** Supplied entries **
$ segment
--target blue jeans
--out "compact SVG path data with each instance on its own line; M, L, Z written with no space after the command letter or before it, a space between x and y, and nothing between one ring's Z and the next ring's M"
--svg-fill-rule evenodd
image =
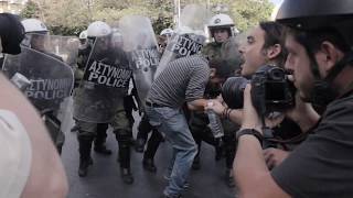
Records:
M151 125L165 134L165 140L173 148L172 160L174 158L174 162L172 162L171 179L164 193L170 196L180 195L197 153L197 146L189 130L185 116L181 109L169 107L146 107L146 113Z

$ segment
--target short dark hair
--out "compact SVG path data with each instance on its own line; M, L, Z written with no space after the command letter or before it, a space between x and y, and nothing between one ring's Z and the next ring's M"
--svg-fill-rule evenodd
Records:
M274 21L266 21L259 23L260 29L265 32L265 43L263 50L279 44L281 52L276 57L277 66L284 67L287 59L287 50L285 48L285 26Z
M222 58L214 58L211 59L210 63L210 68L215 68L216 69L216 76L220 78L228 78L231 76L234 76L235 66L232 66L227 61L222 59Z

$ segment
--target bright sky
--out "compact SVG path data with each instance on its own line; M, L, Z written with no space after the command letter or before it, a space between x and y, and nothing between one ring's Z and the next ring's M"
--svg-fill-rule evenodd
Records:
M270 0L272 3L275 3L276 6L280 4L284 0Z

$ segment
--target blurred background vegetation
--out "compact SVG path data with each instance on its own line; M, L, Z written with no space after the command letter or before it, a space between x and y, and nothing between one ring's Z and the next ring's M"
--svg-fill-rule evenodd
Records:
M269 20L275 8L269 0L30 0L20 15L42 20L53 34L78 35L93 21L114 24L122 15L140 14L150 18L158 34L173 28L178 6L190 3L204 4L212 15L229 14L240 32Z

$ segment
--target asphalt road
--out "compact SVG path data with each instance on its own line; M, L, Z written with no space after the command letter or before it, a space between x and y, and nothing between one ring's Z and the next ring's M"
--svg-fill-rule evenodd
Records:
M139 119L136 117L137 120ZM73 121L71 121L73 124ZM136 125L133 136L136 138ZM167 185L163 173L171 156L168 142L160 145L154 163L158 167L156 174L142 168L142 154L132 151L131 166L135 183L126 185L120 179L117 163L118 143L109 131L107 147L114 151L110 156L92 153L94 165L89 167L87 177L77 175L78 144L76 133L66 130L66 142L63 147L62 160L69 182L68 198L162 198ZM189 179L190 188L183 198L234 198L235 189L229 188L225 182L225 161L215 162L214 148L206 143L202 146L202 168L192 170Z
...
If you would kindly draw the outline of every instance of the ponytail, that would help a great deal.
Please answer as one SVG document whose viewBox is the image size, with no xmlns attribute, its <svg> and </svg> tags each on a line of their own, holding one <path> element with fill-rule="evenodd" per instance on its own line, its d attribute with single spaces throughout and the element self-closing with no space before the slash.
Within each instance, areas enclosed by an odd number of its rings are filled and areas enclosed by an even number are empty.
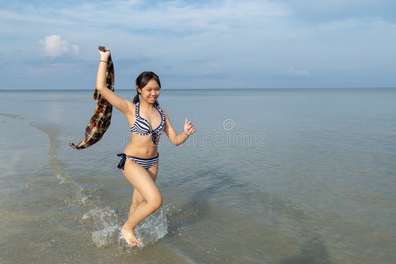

** Your objective **
Gather every line of the listing above that contains the word "target" and copy each one in full. Case matters when matching.

** Expected answer **
--target blue jeans
--target short dark hair
--target bright sky
--target blurred background vegetation
--target asphalt road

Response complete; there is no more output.